Study text Start Marker
Holocaust themes unite artists’ different media

By Sarah Weinman, Special to the Jewish Light

The art of Bunny Burson and Roy Strassberg in the upcoming exhibition “Between the Lines” at Craft Alliance in the Delmar Loop appears very different on the surface but shares major themes. Burson, a local printmaker, and Strassberg, a ceramic artist, both lost family in the Holocaust. Their legacies are the crux of the exhibition.

Burson says of the relationship between her work and Strassberg’s: “There’s a definite thematic connection as well as a similar palette, and there’s an interesting, dynamic contrast in media.”

In 2009, Burson found in her mother’s attic dozens of letters from her mother’s parents to their daughter. They sent their children to America on the day Kristallnacht began, Nov. 9, 1938. From 1939 to 1941, when they wrote the letters, they tried to escape first from Germany and then from Latvia. They did not make it out of Europe.

“My mother could never speak of them,” Burson said. “My work gave me not only the opportunity to explore Holocaust history in a very personal way, but also a deeper understanding and appreciation of my Judaism.”

Burson’s prints display reproduced handwritten passages from the letters. One of her most beautiful pieces is a limited-edition artist book titled “Hidden in Plain Sight.” The book highlights three letters: one from Burson’s grandfather in 1939, one from her grandmother in 1940, and one from her mother in 1941 which was returned. 


“The book consists of a complex interweaving of reproductions of various elements from the original letters, pages from the German letters, English translations and imprints of their envelopes,” Burson said. “My original prints take up and rearticulate aspects of these letters.

“These letters represented my grandparents’ mounting desperation.”

Burson’s passion for making and working with paper is vital to her well-being. 

“My art is a very important part of my life, and the biggest challenge is making enough time to be creative,” she said.

“Hidden in Plain Sight” reveals three themes also present in Strassberg’s work: dealing with loss, the quest for self-knowledge and the exploration of collective memory.

Strassberg’s grandparents came to the United States before the war, but he lost great-aunts and great-uncles. 

“My work is a distillation of all I know about the Holocaust,” he said.

A resident of North Carolina, Strassberg describes himself as an artist who happens to work in clay. In college, a pottery instructor gave him a lump of clay to work on the potter’s wheel. The process revealed to him the power of the material.

“At 66, I have the same drive to create that I had at 18,” he said.
Study text End Marker
Information shown Start Marker
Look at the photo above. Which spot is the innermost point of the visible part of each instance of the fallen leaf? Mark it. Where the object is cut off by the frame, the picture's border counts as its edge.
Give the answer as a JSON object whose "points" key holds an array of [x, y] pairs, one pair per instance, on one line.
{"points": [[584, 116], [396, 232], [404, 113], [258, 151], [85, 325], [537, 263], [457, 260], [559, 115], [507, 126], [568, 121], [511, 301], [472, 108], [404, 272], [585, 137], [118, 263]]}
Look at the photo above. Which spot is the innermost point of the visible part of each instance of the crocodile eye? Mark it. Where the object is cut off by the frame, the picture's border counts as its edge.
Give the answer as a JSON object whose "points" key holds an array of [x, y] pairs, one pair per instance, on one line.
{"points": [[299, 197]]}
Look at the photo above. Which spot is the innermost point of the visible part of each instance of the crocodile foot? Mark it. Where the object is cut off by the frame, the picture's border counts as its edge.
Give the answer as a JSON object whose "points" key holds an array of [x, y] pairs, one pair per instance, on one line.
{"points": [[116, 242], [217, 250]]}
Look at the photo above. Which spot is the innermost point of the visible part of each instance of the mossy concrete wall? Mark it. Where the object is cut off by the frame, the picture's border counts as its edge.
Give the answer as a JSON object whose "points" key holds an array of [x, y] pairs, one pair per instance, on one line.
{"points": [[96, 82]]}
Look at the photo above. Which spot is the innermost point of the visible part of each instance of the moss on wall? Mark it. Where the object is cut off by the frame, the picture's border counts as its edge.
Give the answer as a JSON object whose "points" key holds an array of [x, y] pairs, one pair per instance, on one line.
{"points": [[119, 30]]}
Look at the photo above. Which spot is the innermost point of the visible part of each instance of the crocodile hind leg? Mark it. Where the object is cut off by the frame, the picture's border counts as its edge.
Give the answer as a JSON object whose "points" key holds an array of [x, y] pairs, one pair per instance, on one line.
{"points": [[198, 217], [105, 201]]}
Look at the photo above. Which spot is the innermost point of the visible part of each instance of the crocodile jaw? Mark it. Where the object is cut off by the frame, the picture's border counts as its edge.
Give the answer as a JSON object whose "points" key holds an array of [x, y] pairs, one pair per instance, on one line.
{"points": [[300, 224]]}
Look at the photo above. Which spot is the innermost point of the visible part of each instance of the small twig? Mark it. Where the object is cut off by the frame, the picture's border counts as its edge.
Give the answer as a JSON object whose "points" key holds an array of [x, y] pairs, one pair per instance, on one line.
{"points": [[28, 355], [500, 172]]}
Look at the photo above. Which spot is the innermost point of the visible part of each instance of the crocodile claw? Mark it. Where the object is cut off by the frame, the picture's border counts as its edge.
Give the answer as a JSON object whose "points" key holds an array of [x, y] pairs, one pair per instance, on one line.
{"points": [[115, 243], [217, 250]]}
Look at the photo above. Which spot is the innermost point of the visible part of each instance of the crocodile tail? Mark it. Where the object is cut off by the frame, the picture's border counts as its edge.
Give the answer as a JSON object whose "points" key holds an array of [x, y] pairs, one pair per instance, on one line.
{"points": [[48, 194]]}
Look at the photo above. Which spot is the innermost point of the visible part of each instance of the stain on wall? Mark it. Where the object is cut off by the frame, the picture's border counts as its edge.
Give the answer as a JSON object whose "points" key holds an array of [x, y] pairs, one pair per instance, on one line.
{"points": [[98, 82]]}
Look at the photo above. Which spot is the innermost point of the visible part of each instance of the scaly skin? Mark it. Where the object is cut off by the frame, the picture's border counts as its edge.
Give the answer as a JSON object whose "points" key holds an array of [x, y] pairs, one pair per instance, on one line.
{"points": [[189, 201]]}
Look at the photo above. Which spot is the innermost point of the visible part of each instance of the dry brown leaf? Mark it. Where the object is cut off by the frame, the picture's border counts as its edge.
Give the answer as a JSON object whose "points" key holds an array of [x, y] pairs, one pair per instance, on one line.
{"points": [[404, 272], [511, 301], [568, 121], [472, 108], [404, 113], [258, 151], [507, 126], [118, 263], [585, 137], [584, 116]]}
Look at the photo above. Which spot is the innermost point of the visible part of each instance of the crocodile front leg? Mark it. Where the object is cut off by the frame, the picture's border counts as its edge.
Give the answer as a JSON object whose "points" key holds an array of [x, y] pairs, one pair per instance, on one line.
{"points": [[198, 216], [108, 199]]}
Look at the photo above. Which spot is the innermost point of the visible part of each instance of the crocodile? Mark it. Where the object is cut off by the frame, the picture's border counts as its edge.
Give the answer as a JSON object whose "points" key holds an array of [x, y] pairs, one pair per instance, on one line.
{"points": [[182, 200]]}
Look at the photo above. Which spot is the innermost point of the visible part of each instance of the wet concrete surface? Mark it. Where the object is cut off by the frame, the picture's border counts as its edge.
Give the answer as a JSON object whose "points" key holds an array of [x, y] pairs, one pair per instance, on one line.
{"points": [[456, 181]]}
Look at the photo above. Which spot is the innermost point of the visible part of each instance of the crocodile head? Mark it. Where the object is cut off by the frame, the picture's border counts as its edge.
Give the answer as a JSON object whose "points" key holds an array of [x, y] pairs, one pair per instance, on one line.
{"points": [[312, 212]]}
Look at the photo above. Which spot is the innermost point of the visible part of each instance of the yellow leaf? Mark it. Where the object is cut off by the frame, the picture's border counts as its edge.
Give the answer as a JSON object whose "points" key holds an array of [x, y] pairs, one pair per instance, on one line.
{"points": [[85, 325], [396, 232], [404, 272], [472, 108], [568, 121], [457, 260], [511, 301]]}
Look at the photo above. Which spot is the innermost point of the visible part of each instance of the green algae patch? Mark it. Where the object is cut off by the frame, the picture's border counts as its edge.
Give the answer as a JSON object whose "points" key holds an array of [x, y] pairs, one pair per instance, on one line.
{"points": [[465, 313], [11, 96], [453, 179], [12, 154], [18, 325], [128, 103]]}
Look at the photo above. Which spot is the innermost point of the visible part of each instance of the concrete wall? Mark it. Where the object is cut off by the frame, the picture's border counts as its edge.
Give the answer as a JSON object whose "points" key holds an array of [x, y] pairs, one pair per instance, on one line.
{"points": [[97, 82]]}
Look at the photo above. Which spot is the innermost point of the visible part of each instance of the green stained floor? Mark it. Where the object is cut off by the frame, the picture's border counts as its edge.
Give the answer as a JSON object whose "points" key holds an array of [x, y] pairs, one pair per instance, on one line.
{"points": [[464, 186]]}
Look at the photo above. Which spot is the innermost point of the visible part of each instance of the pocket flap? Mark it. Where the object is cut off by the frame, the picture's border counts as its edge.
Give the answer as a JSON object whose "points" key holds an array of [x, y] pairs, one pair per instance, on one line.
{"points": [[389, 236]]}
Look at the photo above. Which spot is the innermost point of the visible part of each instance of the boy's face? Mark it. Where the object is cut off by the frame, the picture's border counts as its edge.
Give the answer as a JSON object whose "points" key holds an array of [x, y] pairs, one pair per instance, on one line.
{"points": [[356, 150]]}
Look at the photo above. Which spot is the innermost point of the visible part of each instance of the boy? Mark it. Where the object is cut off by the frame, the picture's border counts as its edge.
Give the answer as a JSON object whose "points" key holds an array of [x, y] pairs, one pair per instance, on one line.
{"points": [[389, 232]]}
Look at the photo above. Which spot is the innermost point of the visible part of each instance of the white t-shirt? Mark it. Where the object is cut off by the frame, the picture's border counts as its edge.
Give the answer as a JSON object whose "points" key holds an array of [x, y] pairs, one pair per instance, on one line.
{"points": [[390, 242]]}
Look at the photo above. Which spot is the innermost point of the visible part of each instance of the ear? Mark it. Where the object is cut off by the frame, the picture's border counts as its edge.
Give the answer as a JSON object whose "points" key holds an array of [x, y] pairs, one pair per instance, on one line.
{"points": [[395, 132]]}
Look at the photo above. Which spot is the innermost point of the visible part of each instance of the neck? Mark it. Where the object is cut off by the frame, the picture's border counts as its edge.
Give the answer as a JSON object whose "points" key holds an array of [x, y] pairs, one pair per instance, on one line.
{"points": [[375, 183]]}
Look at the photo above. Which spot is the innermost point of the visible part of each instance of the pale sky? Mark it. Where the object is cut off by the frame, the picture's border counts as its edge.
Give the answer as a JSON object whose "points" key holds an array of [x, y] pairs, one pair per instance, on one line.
Information shown End Marker
Work to be completed:
Please write the next few paragraphs of the article on the Holocaust-themed exhibition, picking up after its final quote. The entries come from a separate source and are not part of the article.

Result of the task:
Despite that drive, Strassberg still contends with difficulties.

“The creation of my work is intellectually challenging and stimulating,” he said. “When I designed my work on a computer, it was boring. Now I look at an element I put on a form, and it tells me what the next element should be.”

Strassberg examines ideas about the Holocaust through ceramic containers called Bone Boxes. These are dark, monochromatic vessels filled with ceramic representations of architectural fragments.

The inspiration for these in part came to the artist when he visited one of his parents in the hospital. He was struck by the horizontal rhythm of people in beds.

Strassberg also is interested in the parts of things. 

“The idea for modeling some fragments after bones came from pictures of the skeletons of Holocaust victims,” he said.

The fragments in these works may be seen as metaphors for genocide: All that remains are tiny pieces of the whole.

The artist also incorporates aerial views of Auschwitz into his work. 

“I went to the camp in 2003 because I needed primary knowledge of my source,” Strassberg said. “This experience elevated the quality of my work.”

That said, it was very hard for him to be there. 

“Someone designed that place,” Strassberg said. “They designed the crematoria and execution chambers. It was a factory of death.”

Strassberg grew up in a religious household but doesn’t practice. However, he said that his work “is very much about being Jewish. It states that the Holocaust really happened. I have a sense of obligation to do the right thing.”

Burson also feels a strong sense of obligation.

“ ‘Hidden in Plain Sight’ pays tribute to my grandparents and to my mother, whose strength and optimism set an example for me throughout my life,” she said.